• **Exercise brief**:
Put every line of the data below into a numbered list, omitting any blank lines.

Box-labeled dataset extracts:
▼

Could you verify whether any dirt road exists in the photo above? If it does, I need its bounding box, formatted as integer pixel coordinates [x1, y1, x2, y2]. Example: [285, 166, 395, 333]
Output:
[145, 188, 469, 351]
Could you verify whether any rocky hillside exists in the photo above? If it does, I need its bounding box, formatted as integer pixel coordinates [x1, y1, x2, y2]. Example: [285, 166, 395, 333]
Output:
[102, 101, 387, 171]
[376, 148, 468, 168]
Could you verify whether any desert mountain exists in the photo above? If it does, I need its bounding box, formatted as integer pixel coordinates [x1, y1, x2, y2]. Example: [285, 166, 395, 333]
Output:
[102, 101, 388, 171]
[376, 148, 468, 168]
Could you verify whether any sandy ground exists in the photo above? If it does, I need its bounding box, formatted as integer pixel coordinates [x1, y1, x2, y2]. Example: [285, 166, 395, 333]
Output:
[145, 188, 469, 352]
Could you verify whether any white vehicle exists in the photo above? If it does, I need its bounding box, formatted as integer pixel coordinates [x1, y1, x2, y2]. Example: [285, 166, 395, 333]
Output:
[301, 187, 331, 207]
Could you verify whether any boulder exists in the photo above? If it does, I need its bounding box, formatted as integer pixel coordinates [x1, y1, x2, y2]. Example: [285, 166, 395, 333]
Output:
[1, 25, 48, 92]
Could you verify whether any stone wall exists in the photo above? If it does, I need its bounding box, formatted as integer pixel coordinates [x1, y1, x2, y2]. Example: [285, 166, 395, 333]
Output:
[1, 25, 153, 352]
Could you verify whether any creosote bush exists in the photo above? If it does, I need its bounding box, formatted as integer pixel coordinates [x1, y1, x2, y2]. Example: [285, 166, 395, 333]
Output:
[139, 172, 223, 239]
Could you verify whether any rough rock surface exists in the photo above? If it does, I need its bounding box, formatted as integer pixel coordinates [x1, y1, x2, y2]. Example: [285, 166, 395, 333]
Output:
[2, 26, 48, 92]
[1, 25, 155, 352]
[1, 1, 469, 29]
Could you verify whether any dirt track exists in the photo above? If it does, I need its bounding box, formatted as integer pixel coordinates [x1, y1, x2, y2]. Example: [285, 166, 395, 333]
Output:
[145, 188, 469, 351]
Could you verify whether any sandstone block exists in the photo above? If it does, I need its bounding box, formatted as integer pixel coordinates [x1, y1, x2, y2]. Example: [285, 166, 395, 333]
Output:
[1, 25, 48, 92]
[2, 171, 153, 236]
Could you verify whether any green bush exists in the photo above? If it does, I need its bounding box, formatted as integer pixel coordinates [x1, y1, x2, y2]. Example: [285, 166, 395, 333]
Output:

▲

• **Reply to the exercise**:
1. Could you verify whether any dirt road exists in the photo above? If it does, I need its bounding box, formatted as integer pixel coordinates [x1, y1, x2, y2]. Example: [285, 166, 395, 333]
2. Output:
3. [145, 188, 469, 351]
4. Could you verify whether any rocky hillside exists in the photo above? If it does, I need its bounding box, formatted as integer pixel coordinates [x1, y1, x2, y2]. Example: [285, 166, 395, 333]
5. Output:
6. [102, 101, 387, 171]
7. [376, 148, 468, 168]
8. Could you verify whether any desert mountain exists in the photo above? If it does, I need its bounding box, formatted as integer pixel coordinates [x1, y1, x2, y2]. Example: [285, 166, 395, 333]
9. Output:
10. [102, 101, 388, 171]
11. [376, 148, 468, 168]
12. Could you verify whether any sandy ground exists in the photo above? If it does, I need its bounding box, formatted as integer pixel coordinates [x1, y1, x2, y2]. Example: [285, 166, 395, 333]
13. Output:
14. [145, 188, 469, 352]
15. Could you verify whether any white vehicle exists in the photo above? If it does, I need its bounding box, formatted as integer pixel coordinates [x1, y1, x2, y2]. Example: [285, 166, 395, 333]
16. Output:
17. [301, 187, 331, 207]
18. Could you verify whether any boulder exists in the photo above? If it does, I need its bounding box, formatted as integer pixel coordinates [x1, y1, x2, y2]. Example: [285, 166, 395, 333]
19. Output:
20. [1, 25, 48, 92]
21. Could you verify whether any stone wall exists in the photo above? If it does, I need its bounding box, formatted as integer pixel coordinates [x1, y1, x2, y2]. Example: [285, 166, 395, 333]
22. Output:
23. [1, 25, 153, 352]
24. Could you verify whether any creosote bush exists in the photo above? If it does, I need its bounding box, formatted as integer pixel coordinates [x1, y1, x2, y2]. Example: [285, 166, 395, 333]
25. Output:
26. [139, 172, 223, 239]
27. Could you verify whether any rough rock surface exists in the photo above? If it does, I need its bounding box, formatted as integer pixel coordinates [x1, y1, x2, y2]. Example: [285, 166, 395, 333]
28. Output:
29. [2, 26, 48, 92]
30. [1, 25, 155, 352]
31. [1, 1, 469, 29]
32. Could you verify whether any dirt track exists in the photo above? If it does, I need its bounding box, formatted as integer pixel coordinates [x1, y1, x2, y2]. Example: [285, 166, 395, 333]
33. Output:
34. [145, 188, 469, 351]
35. Could you verify whether any sandstone block exists in the photo above? If it does, I need its bounding box, formatted as integer pixel coordinates [x1, y1, x2, y2]. Example: [285, 166, 395, 333]
36. Output:
37. [1, 25, 48, 92]
38. [2, 171, 153, 236]
39. Could you verify whether any green bush exists in the photo above? If it does, I need its bounding box, formatted as integer pixel coordinates [x1, y1, x2, y2]. Example: [285, 166, 395, 333]
40. Output:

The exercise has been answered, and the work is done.